═══ Provided data

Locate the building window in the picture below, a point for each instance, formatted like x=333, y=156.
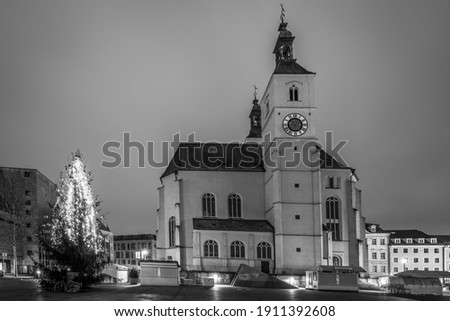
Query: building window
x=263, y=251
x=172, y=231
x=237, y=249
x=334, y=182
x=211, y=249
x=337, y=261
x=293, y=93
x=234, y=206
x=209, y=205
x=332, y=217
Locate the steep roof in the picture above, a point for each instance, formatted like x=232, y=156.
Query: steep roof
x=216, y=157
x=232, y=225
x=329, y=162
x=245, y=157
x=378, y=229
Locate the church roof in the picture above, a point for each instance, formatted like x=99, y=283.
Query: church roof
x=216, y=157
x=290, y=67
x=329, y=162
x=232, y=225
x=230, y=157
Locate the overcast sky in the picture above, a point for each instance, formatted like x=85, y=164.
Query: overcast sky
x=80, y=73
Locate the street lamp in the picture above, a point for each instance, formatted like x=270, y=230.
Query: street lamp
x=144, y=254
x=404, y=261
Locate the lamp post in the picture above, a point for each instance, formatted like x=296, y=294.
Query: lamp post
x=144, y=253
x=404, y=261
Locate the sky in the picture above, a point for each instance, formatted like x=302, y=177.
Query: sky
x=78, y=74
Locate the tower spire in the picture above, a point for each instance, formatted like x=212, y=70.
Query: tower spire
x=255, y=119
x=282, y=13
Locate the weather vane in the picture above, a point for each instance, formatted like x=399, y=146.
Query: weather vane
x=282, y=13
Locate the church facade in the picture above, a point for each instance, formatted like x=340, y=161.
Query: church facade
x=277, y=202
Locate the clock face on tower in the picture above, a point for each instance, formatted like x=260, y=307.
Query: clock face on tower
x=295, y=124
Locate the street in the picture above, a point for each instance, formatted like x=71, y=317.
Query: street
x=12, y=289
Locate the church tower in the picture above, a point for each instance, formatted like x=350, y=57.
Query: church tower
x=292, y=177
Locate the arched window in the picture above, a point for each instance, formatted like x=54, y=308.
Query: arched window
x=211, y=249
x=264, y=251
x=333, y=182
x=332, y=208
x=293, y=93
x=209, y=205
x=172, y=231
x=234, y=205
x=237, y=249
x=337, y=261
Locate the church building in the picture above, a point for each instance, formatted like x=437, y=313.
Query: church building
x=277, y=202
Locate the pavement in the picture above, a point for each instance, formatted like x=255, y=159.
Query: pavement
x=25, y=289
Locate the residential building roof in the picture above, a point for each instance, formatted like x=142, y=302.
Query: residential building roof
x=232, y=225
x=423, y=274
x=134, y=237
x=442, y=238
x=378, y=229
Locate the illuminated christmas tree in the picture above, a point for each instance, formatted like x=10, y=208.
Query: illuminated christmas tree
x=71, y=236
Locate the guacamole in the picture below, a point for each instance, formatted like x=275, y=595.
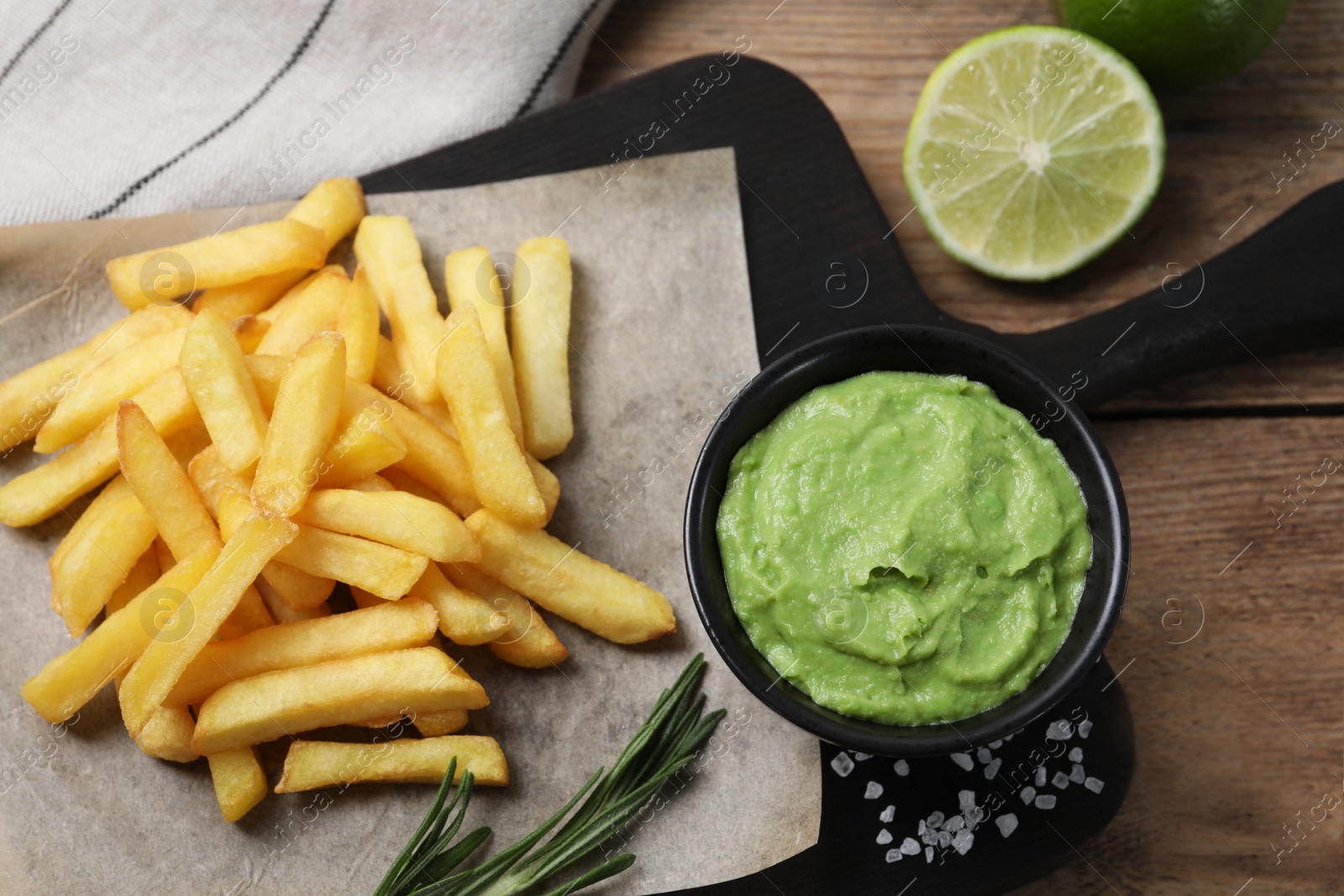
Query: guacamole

══════

Task statement - Your task is to repeat the records exactly. Images do not belong in the copy.

Answer -
Locate the building window in the picture below, a point for each instance, formatted like x=333, y=156.
Query: building window
x=263, y=251
x=172, y=231
x=237, y=249
x=334, y=182
x=211, y=249
x=337, y=261
x=293, y=93
x=234, y=206
x=209, y=205
x=332, y=217
Locate the steep roof in the picture above, a point for each instance, formatted like x=232, y=156.
Query: steep roof
x=216, y=157
x=232, y=225
x=329, y=162
x=245, y=157
x=378, y=229
Locate the church roof in the picture above, a point for each instance, formatted like x=99, y=283.
Query: church roof
x=216, y=157
x=290, y=67
x=329, y=162
x=232, y=225
x=230, y=157
Locate the overcast sky in the picture above, a point for each instance, formatted like x=85, y=164.
Query: overcast sky
x=80, y=73
Locate the street lamp in the picture above, a point for each instance, formatted like x=270, y=230.
Query: street lamp
x=144, y=254
x=404, y=261
Locate the lamp post in the picture above, a point for each instance, formatted like x=296, y=294.
Query: lamp post
x=144, y=253
x=404, y=261
Locate the sky in the picture above, a point for each instance, formatted like x=302, y=177.
Query: sky
x=78, y=74
Locate the tower spire in the picture above, a point for each instance, formatted like x=212, y=70.
Query: tower spire
x=255, y=119
x=282, y=13
Locate the weather vane in the picture above, a point for each instance, formatted like x=399, y=146.
Query: weather vane
x=282, y=13
Locate the church facade in the picture above, a point for each instance, formatted like x=340, y=161.
Query: church facade
x=277, y=202
Locate the clock face on tower in the picture above, a point for each instance, formatted like x=260, y=307.
Query: clock face on tower
x=295, y=124
Locate the street in the picture above, a point for each instance, formatted like x=71, y=317.
Query: street
x=12, y=289
Locate the church tower in the picture above, a point for each instance, formatted like x=350, y=57.
Query: church tower
x=292, y=177
Locate the arched window in the picture above, a point for each instance, formatted like x=54, y=308.
Query: arched window
x=211, y=249
x=264, y=251
x=333, y=182
x=332, y=208
x=293, y=93
x=209, y=205
x=172, y=231
x=234, y=205
x=237, y=249
x=337, y=261
Locate the church building in the picture above, a point for each instance, formatted like x=437, y=313.
Query: church building
x=277, y=202
Locate the pavement in the picture above, a point for each instance, formatted like x=255, y=159.
Query: pavement
x=25, y=289
Locate the residential building roof in the picture above, a point for each instance, formatted like x=142, y=302.
Query: residential building roof
x=232, y=225
x=423, y=274
x=134, y=237
x=442, y=238
x=378, y=229
Locate the illuminated christmas tree in the picture above, a point for each instance, formatted like x=10, y=208.
Query: illuminated christmas tree
x=71, y=236
Locate the guacamole in the picture below, a point for each instance, formatted like x=275, y=595.
Query: guacamole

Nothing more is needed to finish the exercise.